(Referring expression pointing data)
───

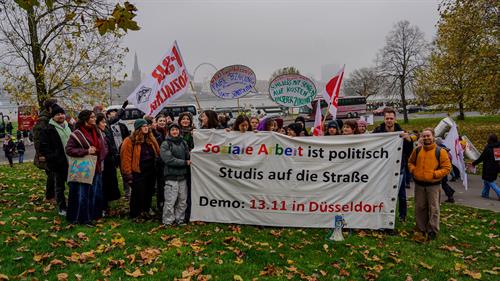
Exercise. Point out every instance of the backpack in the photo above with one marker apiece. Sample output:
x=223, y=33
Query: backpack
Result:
x=437, y=154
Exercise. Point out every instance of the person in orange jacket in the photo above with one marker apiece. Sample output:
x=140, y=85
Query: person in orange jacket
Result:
x=428, y=167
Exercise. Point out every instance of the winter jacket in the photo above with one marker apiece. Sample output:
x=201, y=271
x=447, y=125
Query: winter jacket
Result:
x=77, y=146
x=130, y=154
x=20, y=147
x=407, y=145
x=9, y=148
x=490, y=166
x=175, y=153
x=52, y=148
x=425, y=167
x=41, y=123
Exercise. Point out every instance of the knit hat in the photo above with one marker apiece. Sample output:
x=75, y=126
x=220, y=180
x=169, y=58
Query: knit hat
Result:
x=173, y=125
x=56, y=109
x=333, y=124
x=139, y=123
x=362, y=122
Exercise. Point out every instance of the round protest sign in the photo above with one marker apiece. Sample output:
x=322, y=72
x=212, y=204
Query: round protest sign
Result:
x=292, y=90
x=233, y=82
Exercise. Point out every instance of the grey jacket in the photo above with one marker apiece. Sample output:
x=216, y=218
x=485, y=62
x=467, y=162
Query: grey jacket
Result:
x=174, y=152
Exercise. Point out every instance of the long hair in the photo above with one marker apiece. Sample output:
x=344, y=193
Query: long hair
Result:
x=239, y=120
x=83, y=117
x=213, y=119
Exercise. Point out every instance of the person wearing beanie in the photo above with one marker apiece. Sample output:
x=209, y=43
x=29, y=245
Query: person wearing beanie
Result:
x=138, y=162
x=362, y=126
x=294, y=130
x=332, y=128
x=186, y=124
x=53, y=140
x=175, y=155
x=56, y=109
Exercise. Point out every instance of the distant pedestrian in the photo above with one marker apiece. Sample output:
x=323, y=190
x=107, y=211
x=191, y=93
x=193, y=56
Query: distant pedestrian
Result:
x=175, y=155
x=9, y=148
x=9, y=128
x=20, y=150
x=428, y=168
x=491, y=166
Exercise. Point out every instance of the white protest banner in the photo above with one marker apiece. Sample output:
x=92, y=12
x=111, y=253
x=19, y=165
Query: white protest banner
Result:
x=234, y=81
x=292, y=90
x=168, y=81
x=270, y=179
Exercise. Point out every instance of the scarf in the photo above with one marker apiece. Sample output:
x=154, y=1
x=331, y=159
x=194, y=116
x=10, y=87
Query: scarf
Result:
x=63, y=130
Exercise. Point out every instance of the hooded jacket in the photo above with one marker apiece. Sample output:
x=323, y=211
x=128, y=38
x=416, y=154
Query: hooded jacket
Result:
x=490, y=166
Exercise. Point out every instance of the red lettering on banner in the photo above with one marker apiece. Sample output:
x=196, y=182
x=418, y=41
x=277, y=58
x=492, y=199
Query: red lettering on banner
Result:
x=262, y=149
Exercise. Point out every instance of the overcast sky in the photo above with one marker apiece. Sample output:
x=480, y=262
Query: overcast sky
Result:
x=269, y=34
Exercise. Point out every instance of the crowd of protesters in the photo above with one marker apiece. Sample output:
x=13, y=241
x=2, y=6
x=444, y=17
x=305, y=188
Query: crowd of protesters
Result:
x=154, y=161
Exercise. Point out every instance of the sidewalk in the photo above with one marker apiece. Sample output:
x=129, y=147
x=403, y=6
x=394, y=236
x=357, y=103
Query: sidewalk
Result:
x=470, y=197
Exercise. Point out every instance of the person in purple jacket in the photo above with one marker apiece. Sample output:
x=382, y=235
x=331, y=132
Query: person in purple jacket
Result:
x=85, y=201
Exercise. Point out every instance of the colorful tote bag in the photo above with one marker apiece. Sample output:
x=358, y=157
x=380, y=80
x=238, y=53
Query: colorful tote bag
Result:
x=82, y=169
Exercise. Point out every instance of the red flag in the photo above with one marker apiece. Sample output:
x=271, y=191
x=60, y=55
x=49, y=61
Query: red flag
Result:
x=331, y=92
x=318, y=122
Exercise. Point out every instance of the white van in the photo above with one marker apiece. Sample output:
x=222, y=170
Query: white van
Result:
x=132, y=113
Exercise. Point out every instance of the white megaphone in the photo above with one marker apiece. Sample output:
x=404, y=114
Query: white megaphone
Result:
x=471, y=151
x=443, y=127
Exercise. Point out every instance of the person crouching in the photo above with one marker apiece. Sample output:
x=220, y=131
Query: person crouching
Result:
x=175, y=154
x=138, y=155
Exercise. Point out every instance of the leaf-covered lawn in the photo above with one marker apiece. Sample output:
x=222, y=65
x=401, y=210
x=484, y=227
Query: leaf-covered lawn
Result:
x=37, y=244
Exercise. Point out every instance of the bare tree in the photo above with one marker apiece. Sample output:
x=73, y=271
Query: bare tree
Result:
x=53, y=49
x=401, y=57
x=364, y=82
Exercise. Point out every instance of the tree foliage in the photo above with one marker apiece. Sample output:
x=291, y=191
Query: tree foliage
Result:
x=56, y=49
x=364, y=82
x=463, y=66
x=400, y=59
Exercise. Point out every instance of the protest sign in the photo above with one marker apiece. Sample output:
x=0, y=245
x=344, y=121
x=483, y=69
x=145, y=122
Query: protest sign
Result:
x=292, y=90
x=270, y=179
x=232, y=82
x=168, y=81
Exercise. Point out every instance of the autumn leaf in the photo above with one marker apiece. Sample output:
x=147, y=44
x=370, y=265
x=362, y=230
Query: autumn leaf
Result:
x=424, y=265
x=137, y=273
x=474, y=275
x=62, y=276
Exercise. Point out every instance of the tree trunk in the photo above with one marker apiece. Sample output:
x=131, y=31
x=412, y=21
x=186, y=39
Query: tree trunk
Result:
x=38, y=67
x=403, y=100
x=461, y=115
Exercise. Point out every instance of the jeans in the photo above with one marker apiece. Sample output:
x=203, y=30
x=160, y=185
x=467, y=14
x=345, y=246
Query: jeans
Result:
x=486, y=188
x=403, y=206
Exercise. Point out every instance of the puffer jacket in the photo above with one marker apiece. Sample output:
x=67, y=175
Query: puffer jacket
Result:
x=425, y=167
x=175, y=152
x=490, y=166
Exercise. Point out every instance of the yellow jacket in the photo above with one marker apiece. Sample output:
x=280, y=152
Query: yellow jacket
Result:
x=426, y=168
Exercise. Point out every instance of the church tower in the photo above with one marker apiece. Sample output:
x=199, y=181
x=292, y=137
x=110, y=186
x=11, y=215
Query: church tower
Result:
x=136, y=72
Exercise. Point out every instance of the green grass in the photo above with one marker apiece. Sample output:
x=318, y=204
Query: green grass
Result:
x=32, y=236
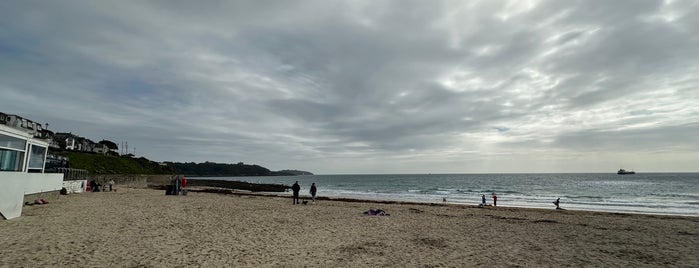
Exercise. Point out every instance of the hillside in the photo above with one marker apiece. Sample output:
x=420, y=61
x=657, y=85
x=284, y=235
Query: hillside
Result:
x=105, y=164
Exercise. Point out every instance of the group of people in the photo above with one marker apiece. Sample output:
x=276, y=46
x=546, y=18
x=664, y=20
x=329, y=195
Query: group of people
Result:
x=93, y=186
x=177, y=186
x=495, y=201
x=296, y=188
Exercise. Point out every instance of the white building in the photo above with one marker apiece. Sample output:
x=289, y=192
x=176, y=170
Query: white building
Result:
x=23, y=149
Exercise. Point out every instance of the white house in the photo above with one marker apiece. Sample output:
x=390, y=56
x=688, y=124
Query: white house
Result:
x=23, y=149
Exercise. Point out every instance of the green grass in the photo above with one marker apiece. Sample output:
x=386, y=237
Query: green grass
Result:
x=105, y=164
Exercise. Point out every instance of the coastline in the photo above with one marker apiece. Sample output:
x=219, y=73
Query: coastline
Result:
x=143, y=227
x=228, y=191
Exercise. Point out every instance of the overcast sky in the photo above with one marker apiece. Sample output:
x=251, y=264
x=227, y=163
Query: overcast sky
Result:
x=337, y=87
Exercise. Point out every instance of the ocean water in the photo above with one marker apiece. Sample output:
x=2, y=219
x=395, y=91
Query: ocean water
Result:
x=653, y=193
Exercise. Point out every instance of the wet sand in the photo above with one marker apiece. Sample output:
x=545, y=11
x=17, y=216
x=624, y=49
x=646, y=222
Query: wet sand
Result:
x=137, y=227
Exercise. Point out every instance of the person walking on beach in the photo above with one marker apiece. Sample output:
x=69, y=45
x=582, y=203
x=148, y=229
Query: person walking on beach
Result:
x=296, y=188
x=557, y=203
x=313, y=192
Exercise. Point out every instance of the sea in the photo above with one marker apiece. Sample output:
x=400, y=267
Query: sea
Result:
x=648, y=193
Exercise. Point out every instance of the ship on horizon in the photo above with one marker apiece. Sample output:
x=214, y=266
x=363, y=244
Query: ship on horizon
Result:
x=625, y=172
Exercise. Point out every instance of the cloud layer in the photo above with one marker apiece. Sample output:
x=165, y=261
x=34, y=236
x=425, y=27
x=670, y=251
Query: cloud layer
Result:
x=366, y=87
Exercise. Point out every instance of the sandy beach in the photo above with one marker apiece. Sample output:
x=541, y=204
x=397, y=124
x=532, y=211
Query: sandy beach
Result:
x=137, y=227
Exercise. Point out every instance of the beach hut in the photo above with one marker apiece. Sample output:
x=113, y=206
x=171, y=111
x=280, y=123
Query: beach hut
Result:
x=23, y=148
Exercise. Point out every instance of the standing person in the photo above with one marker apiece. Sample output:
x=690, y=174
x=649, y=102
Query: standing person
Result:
x=296, y=188
x=314, y=190
x=178, y=185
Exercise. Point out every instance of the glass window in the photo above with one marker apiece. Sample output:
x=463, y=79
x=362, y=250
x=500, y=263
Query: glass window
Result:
x=36, y=157
x=11, y=160
x=8, y=142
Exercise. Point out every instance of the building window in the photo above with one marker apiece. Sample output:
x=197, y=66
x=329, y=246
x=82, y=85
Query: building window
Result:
x=36, y=157
x=11, y=160
x=8, y=142
x=11, y=153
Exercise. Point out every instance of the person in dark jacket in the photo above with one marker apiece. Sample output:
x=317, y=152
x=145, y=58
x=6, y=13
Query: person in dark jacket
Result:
x=296, y=188
x=314, y=190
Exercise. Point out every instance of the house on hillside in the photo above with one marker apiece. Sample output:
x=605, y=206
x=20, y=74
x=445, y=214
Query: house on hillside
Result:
x=100, y=148
x=23, y=148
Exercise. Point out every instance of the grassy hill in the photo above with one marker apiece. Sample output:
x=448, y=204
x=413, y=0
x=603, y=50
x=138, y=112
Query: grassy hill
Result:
x=105, y=164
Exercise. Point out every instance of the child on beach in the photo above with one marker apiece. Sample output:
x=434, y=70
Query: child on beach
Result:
x=557, y=202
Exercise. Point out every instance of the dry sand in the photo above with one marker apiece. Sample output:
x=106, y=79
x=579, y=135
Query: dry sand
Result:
x=145, y=228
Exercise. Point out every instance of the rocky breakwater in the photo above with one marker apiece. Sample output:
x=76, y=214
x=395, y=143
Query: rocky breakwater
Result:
x=225, y=186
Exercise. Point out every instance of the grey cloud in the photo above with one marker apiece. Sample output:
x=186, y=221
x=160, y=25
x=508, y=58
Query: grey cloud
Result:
x=279, y=83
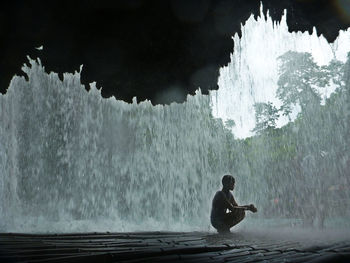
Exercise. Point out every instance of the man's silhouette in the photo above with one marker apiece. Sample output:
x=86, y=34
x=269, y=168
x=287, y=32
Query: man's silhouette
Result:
x=224, y=200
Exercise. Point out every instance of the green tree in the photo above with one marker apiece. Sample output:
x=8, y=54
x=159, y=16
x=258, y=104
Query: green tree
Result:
x=300, y=77
x=266, y=115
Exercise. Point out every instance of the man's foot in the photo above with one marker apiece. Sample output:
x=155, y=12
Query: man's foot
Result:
x=224, y=231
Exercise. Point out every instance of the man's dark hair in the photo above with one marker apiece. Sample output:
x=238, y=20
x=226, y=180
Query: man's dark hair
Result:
x=227, y=179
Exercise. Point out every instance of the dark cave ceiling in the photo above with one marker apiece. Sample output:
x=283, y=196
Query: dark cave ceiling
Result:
x=144, y=47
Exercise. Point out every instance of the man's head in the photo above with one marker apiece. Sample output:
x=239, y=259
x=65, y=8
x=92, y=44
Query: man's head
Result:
x=228, y=182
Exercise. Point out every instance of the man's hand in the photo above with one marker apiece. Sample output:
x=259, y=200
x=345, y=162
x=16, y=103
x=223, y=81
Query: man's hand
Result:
x=252, y=208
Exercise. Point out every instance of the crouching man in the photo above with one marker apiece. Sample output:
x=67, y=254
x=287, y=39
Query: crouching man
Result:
x=224, y=200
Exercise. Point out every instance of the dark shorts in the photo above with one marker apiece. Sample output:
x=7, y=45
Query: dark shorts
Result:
x=229, y=220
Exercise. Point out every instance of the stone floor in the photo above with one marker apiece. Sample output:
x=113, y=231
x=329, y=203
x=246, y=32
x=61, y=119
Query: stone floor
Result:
x=164, y=247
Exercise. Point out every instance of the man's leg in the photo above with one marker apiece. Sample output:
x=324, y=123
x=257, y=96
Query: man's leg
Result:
x=234, y=217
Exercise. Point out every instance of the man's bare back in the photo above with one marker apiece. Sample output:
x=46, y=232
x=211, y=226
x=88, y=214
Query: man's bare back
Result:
x=224, y=200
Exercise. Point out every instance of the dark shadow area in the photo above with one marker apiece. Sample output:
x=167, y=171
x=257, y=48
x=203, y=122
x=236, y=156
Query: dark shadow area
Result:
x=144, y=48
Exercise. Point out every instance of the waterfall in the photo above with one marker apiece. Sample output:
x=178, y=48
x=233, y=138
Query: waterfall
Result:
x=68, y=155
x=71, y=160
x=252, y=74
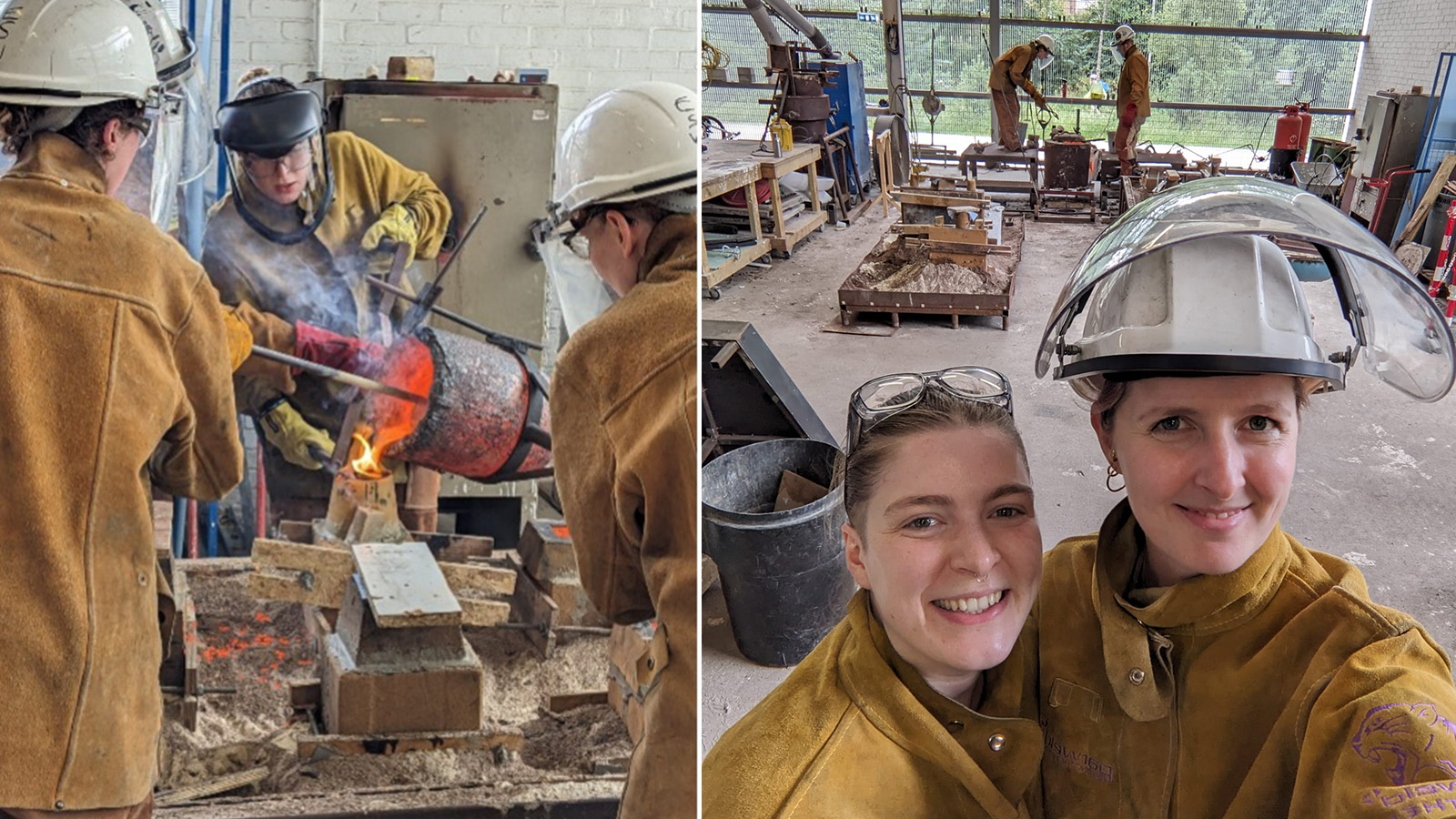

───

◆ THE TASK:
Within the records above, each line containing "crouching" is to be returned.

◆ FINAL ANSWER:
Exercise. Point out every instance of the person crouching in the photo above with one marker apiece. Sample output:
Query: person crouching
Exercise. Point out every instance of the crouching man in the photo above with one marker apiece. Sample output:
Query: crouching man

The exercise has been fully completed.